TASK 1: In the passage on genetic ancestry, what delta value is generally considered highly informative for ancestry?
TASK 2: Rewrite part of the passage on genetic ancestry, swapping "biogeographical" for "continental". Begin at the words "As an alternative" and stop after "or multiple sources.".
TASK 3: Write the next part of the passage on genetic ancestry, picking up after its last sentence.

As an alternative to the use of self-identified “racial” and “ethnic” categorization, it has been proposed that genetically determined ancestry may be more accurate when considering biomedical and/or clinical research
27. However, we must be clear about our definition of ancestry as it can be defined on several levels: biogeographical (i.e. African vs. Asian), geographical (i.e. south-east Asian vs. northern European), geopolitical (i.e. Cambodian vs. Swedish), or cultural terms (i.e. Jewish vs. Berber). Furthermore, the description of ancestry can be self-identified, identified by an observer, or estimated from genetic data. In addition, ancestry can be defined by one or multiple sources.
Some reports have suggested that self-identified race/ethnicity correlates with clustering of genetic ancestral groups
31. However, self-identified estimates of genetic ancestry are less accurate than genetic testing and likely vary by population
27,32–33. Genetic estimates of ancestry become especially relevant for populations that have undergone recent admixture, where distortions in the relationship between genetic and self-assessed ancestry have been described. As an example, a recent study performed in the Southwest U.S. reported that 85% of Hispanics underestimate their Native American admixture proportions, while most Native Americans systematically underestimate their European ancestry
34.
Genetic ancestry (admixture) of a given individual or population can be estimated by using most genetic polymorphisms. However, ancestry informative markers (AIMs) are routinely used because the number of markers required to estimate ancestry is inversely proportional to the informativeness of the marker. AIMs are those genetic markers, usually SNPs, which exhibit high allele frequency differences between parental populations, i.e. African vs. European. Using highly informative AIMs means that fewer markers are required to obtain robust ancestry estimations, which also means lower genotyping costs. One measure of ancestral informativeness of a specific polymorphism is Delta (δ), the absolute difference in allele frequency between two ancestral populations. A δ value of 1 implies complete ancestry informativeness and a δ value of 0 implies no informativeness for ancestry. Most markers are only informative for one pair of ancestral populations, while some are informative for more than one pair and, in general, a delta value of > 0.5 is considered as highly informative for ancestry
35. Even though δ is the most obvious measure for ancestral informativeness, other measures such as F
ST, I(n), and Fisher’s information content have been used
36–38. In general F
ST and I(n) are slightly more accurate methods of ranking markers than δ
37.

MATERIAL SHOWN:

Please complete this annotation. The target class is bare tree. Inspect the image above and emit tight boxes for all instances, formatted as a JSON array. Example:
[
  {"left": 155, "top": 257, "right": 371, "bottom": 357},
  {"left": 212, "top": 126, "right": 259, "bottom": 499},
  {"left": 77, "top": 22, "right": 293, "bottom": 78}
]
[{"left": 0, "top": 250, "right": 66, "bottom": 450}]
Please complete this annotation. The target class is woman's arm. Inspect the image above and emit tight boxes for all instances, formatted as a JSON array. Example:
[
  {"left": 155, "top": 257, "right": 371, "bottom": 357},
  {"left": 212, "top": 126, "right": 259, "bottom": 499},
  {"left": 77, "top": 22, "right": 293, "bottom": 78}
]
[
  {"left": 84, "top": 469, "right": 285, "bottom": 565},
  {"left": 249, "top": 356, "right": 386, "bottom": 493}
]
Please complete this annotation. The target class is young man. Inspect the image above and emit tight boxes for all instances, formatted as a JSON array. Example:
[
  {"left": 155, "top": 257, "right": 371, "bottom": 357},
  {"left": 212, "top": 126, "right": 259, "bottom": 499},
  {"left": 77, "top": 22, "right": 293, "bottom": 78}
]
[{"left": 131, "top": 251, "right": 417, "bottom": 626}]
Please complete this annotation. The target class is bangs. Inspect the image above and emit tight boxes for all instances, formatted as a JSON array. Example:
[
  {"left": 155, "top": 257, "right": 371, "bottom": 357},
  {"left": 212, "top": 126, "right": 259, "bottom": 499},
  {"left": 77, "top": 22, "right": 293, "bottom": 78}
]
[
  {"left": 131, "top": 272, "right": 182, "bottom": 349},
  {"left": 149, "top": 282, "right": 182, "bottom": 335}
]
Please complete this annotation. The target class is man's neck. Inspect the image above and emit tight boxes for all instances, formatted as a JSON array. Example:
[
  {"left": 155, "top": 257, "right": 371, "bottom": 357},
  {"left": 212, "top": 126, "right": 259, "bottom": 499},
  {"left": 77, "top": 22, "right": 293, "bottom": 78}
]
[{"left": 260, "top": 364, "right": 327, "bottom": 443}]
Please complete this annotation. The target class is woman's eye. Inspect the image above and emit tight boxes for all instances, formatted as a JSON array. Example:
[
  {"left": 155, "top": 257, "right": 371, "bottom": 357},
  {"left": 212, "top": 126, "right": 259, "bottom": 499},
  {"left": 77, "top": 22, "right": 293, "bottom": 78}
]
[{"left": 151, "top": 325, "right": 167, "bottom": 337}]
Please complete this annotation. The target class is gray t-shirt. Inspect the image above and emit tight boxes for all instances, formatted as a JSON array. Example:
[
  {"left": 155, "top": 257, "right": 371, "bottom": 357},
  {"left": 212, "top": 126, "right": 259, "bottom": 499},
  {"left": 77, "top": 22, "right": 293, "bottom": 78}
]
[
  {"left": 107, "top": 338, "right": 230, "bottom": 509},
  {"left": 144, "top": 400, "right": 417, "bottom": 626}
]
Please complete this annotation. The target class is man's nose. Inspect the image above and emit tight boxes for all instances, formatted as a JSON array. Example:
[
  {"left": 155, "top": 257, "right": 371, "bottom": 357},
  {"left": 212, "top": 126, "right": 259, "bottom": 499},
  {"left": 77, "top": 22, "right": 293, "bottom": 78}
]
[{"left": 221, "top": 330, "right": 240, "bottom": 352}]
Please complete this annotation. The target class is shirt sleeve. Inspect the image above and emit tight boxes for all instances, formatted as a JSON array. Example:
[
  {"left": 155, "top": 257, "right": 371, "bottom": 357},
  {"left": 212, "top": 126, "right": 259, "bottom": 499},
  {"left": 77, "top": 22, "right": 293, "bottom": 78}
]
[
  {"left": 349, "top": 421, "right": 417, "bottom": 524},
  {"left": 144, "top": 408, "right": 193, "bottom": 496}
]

EXERCISE RESULT 1: A delta value greater than 0.5.

EXERCISE RESULT 2:
As an alternative to the use of self-identified “racial” and “ethnic” categorization, it has been proposed that genetically determined ancestry may be more accurate when considering biomedical and/or clinical research
27. However, we must be clear about our definition of ancestry as it can be defined on several levels: continental (i.e. African vs. Asian), geographical (i.e. south-east Asian vs. northern European), geopolitical (i.e. Cambodian vs. Swedish), or cultural terms (i.e. Jewish vs. Berber). Furthermore, the description of ancestry can be self-identified, identified by an observer, or estimated from genetic data. In addition, ancestry can be defined by one or multiple sources.

EXERCISE RESULT 3:
Several statistical methods have been proposed to estimate individual admixture proportions using different maximum-likelihood, Bayesian, and principal component (PC) approaches. According to some studies, the method selected has a relatively small impact on the accuracy of individual admixture estimates
39–40. By far the most important factor in determining accuracy of the admixture estimate appears to be the number of markers used to estimate admixture and their informativeness. Even though that they have been used in population genetics for decades, PC-based estimations are more widely applied recently to many large scale dense genotype datasets, especially ones in which the variation in ancestry may be difficult to ascertain through other methods
41–43.
In the U.S., a significant proportion of the population consists of admixed populations. Therefore, categorical classifications are likely to misrepresent the rich genetic variation that exists within these populations. For example, in the 2000 U.S. Census, 48% of Hispanics self-identified as White, 2% as African/African American, 1% as American Indian, and 42% as “Some Other Race”
44. As illustrated in , we can see an example of genetic ancestry estimated in Puerto Ricans, who are considered to be a Latino ethnic group. In this case, individuals self-identified themselves and their four grandparents as being “pure” Puerto Ricans. In contrast with the homogeneity in self-identification, there is a remarkable genetic heterogeneity between individuals in the contributions of the different ancestral groups.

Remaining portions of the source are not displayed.